Looking at the duck sitting there watching the lake for a sign of her sister, I thought about how I miss my only sister too, it’s not really fair when someone close to you commits suicide. I am still angry more than sad. Yep, I still want to kick her ass for being so selfish and yet I know she was just desperate. I am sorry for what what she will miss though.
As for me, I am very content right here on earth, I’m not anxious to follow in my sister and mother’s path, plus I don’t have their addictions. I am so lucky to have about everything I want, the best kids, supportive family, terrific friends and neighbors and a camera that screams for me to take photos. Now if I could only win a big lotto and not be such an insomniac I’d almost have it all!
I have a better appreciation for what can be taken away by the many losses I have experienced over the years, and there have been a lot. But that’s enough of the crappy nostalgia, lets focus on better things.
WAIT — let me back up again to around 6pm tonight when there was a knock on the door. A man about my age stood there and asked if I was me. yes, I said, so he handed me a phone number and told me to call my best friend from High school back in Ohio as she could not get a hold of me, (I recently changed phone numbers). I asked who he was and he was someone she dated years ago and had remained friends and happened to now live in Sanford. So I took the number and called but she was not home. So of course I do what I normally do at that time, go fishing.
I stood there thinking back to high school and beyond. Fond memories flooded over me! I just smiled at all the different things I thought of. But I grew bored of fishing–not a thing was biting except mosquitos and white flies — oh, yes, and of course the turtles, they are such pests. But as I was about to go inside, I saw the sun getting lower and thought I’d do a sundown chase. So put my stuff away, grabbed the dslr and hurried over to Kohls where my vantage point is. I drove through the back of the parking lot and parked. Tonight I saw a funny sight, someone was grilling food right outside the back door of Kohls. People would pop in and out the door and fiddle with food on the grill. I must admit, it smelled divine. The grill fumes and the feel of about 90 degrees made for more long lost summer memories.

Written instruction A
Transcribe the lakeside journal entry, starting at the words "As for me, I" and ending after "on better things.".
Written instruction B
Write the next part of the lakeside journal entry, picking up after its final sentence.
The material after the lakeside journal entry has no connection to it.

Data provided
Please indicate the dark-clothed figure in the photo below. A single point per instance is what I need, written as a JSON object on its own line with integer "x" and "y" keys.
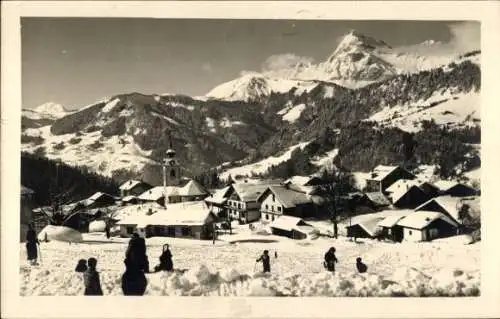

Written reply A
As for me, I am very content right here on earth, I’m not anxious to follow in my sister and mother’s path, plus I don’t have their addictions. I am so lucky to have about everything I want, the best kids, supportive family, terrific friends and neighbors and a camera that screams for me to take photos. Now if I could only win a big lotto and not be such an insomniac I’d almost have it all!
I have a better appreciation for what can be taken away by the many losses I have experienced over the years, and there have been a lot. But that’s enough of the crappy nostalgia, lets focus on better things.

Written reply B
I took some shots of the sun as it began to leave. And it was quite dramatic as this wall of clouds looked like a curtain half open on nature’s stage. It was really breathtaking. Then I looked up to see the clouds and noticed one in particular that kind of scared the crap out of me.
Whoa, that looked like a mushroom cloud! It made me think about life in the early 1960’s. I can remember watching some show during that time showing a little girl looking out her window and a nuclear blast occurs complete with actual stock footage. The father grabs her and they venture out. It showed the grocery stores being ransacked and there was no food, so I suppose there was no good ending. As kids of that era, we would have ‘drills’ in school in case of war. We were told to sit under our desks covering our head with our hands because this was how we would survive a nuclear bomb. Today we simply use duck tape to survive, (ha ha). REMEMBER FOLKS DON”T LOOK TO THE GOVERNMENT FOR HELP! That was a scary time with Kruschev beating his shoe on the desk of the UN and the Cuban missile crisis.
After leaving the parking lot. I went out on the road neat the Bentley Elementary school and saw Derby Park. The sign pretty much said it all. They actually hold weekend soapbox derbies. Now growing up in Akron Ohio, that was the big event each summer, though I am embarassed to say I never saw a Soapbox Derby race except on television, but I did see the Goodyear blimp– ah, more memories. As I made my way home I smiled a lot thinking of various stages of my life so far as I approach 59 – WHOA where does time go? I really can’t complain about much except I lost some people too fast and some not fast enough. All the crappy things that have happened actually do make one stronger, and being ‘mature’ you can be obnoxious and people forgive you because “you’re old”.
When I got back inside the house again I found some other photo albums and melted away into fun times. I was so focused I forgot to call my friend.
Every now and then, you just have to go back, think hard and analyze all the things that have happened to make you you. (is that too confusing?)
One day I will have to organize all these photos and put them on CD’s, that’s the way to really preserve for posterity.
And look at the time, 3:38am and I am still lost in retropsective thoughts about retrospective thought, wonder what I will dream about tonight, or actually, what will I dream about this morning? Either way, day dreaming or regular, I am enjoying it. I’ll end this with some good Lewis Carroll quotes, because I adore his thought process…
If you don’t know where you are going, any road will get you there.
Why, sometimes I’ve believed as many as six impossible things before breakfast.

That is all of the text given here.